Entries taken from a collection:
* * *

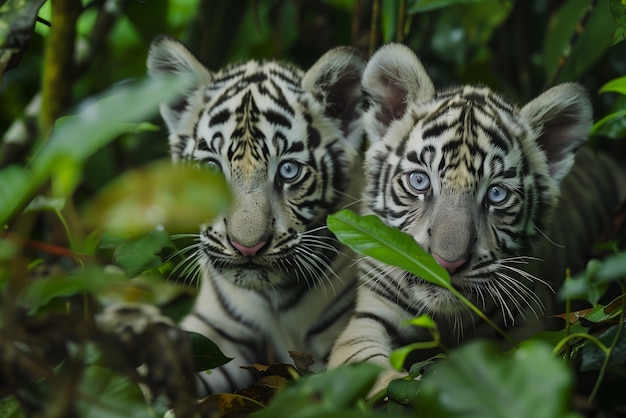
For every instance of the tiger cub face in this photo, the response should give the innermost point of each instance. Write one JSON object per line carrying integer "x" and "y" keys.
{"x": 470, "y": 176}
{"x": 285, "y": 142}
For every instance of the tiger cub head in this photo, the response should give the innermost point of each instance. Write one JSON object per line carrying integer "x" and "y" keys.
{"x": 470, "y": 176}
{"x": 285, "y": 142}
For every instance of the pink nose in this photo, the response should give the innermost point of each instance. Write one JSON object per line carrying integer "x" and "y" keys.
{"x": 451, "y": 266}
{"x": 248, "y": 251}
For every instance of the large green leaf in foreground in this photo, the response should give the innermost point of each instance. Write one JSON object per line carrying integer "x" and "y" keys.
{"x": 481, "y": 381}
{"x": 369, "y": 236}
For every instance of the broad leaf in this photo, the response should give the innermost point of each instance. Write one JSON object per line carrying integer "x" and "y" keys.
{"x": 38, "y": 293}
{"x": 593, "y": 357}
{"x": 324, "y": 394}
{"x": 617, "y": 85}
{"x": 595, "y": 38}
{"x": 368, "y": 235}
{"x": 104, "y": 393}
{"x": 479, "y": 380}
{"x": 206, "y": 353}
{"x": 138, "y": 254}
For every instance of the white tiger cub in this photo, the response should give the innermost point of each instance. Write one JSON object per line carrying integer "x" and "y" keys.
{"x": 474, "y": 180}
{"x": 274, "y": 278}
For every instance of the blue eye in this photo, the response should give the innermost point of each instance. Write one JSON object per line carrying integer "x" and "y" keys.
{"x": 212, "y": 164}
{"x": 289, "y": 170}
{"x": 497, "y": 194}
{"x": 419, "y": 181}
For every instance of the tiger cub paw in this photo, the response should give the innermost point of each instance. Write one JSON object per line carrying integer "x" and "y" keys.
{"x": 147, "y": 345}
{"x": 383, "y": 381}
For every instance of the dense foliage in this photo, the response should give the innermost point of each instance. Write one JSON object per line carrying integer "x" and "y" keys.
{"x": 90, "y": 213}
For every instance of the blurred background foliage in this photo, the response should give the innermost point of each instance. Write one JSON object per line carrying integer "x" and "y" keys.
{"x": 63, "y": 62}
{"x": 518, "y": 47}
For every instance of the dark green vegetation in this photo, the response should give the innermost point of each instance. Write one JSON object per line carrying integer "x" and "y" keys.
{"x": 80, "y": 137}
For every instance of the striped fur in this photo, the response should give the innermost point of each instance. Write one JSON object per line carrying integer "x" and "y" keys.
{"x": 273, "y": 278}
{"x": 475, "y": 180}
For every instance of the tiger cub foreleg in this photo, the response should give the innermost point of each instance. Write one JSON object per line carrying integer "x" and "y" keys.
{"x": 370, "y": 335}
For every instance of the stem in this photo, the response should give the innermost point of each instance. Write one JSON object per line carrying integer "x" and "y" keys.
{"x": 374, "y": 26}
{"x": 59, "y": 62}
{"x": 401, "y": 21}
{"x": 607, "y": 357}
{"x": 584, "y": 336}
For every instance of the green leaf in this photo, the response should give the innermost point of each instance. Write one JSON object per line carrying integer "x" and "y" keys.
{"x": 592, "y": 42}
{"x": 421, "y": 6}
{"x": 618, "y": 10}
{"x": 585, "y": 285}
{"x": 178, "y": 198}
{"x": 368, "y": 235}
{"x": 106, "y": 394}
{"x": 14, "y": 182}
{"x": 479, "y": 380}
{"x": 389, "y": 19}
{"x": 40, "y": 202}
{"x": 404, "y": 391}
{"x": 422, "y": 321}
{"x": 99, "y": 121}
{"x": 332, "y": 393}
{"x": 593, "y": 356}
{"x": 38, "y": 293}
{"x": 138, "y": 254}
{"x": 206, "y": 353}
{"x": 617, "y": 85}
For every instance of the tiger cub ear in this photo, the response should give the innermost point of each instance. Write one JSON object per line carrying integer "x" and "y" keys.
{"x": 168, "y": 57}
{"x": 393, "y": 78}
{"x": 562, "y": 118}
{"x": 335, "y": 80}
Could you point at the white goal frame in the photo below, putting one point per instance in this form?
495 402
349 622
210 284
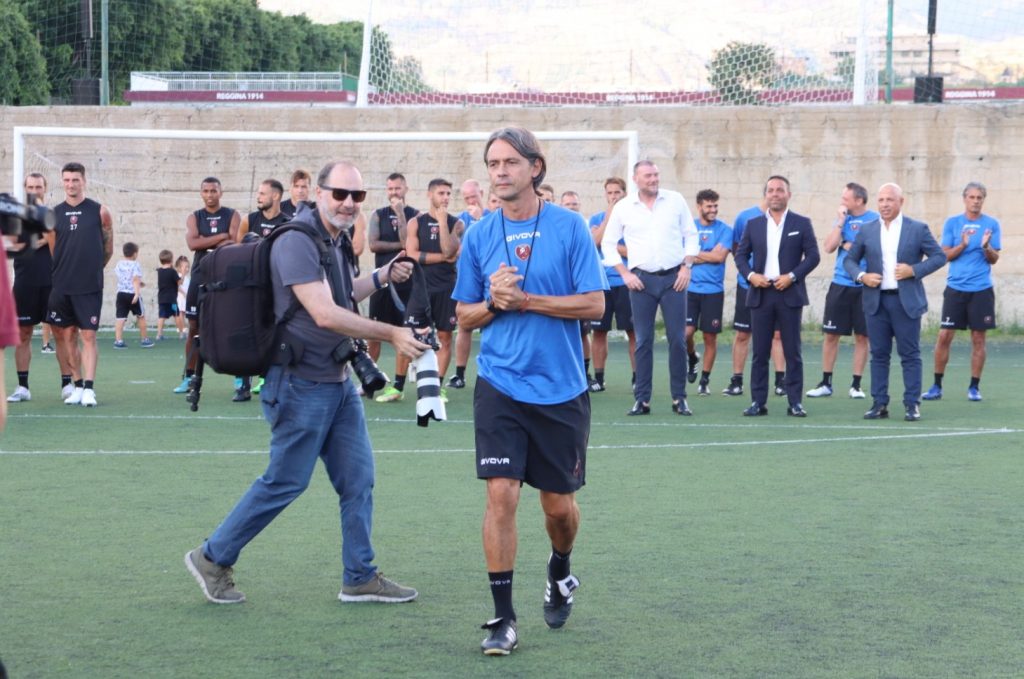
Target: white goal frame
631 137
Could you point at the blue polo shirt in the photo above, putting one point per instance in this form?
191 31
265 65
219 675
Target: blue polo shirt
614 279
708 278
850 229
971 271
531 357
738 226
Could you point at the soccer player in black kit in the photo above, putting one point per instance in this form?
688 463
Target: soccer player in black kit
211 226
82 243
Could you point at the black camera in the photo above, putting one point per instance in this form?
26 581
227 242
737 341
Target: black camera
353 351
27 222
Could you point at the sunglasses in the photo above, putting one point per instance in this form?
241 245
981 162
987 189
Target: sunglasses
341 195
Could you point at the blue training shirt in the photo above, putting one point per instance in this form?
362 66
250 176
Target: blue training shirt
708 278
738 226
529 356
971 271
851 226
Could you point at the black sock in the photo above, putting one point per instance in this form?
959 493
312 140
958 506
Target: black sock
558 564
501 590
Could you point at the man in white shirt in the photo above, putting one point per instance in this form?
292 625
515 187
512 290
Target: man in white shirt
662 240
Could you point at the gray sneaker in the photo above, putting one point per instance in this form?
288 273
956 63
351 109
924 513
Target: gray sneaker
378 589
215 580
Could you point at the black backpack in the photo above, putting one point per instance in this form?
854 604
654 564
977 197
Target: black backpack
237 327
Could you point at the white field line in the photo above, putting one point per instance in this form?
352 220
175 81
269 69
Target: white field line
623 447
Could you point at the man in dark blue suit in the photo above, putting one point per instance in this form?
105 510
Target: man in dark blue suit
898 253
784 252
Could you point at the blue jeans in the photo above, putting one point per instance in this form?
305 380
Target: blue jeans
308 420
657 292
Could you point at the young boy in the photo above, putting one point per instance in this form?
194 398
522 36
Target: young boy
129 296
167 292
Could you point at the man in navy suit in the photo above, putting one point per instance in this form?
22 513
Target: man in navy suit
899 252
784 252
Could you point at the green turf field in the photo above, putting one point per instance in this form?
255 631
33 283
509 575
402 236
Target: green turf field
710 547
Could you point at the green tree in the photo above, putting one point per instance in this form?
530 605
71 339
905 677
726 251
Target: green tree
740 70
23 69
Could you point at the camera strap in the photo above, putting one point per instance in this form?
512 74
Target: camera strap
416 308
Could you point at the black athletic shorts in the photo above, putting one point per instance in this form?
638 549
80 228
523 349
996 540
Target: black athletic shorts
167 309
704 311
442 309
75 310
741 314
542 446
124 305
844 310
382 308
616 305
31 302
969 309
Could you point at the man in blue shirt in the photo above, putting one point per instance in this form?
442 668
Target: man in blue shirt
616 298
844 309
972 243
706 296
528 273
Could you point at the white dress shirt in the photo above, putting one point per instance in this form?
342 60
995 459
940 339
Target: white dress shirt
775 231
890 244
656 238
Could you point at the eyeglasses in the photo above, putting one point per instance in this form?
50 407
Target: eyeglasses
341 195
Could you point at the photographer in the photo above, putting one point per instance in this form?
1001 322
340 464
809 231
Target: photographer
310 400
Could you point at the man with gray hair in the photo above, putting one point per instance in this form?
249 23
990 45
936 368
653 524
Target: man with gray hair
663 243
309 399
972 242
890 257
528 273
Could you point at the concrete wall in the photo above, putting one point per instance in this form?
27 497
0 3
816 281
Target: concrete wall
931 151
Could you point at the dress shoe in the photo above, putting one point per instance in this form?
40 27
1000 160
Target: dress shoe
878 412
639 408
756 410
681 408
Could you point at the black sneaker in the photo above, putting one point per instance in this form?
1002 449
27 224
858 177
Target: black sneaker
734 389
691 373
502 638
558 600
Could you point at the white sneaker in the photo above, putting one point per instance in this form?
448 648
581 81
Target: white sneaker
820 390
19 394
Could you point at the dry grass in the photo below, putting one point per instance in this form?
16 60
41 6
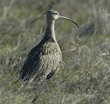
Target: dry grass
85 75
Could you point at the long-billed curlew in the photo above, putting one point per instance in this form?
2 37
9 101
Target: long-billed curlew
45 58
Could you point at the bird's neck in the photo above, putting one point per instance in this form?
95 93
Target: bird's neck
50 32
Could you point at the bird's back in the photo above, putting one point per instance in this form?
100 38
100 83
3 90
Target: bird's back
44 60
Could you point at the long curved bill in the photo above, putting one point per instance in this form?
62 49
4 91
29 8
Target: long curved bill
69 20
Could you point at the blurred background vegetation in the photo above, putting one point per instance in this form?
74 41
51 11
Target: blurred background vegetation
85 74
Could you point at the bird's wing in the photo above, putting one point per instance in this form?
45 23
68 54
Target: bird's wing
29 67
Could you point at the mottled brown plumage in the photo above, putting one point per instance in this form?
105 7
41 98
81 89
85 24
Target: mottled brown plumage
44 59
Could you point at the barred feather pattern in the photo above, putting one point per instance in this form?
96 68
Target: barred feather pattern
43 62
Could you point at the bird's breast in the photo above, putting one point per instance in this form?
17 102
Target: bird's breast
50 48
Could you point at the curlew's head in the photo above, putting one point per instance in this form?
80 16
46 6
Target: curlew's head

* * *

Task prompt: In the lines above, spot each one that contains the word "below" and copy it.

Task output:
Could you point at the white goal frame in the photo below, putting one point per instance in this form?
Could you point at the dry grass in the photo below, putting one point per instance in this form?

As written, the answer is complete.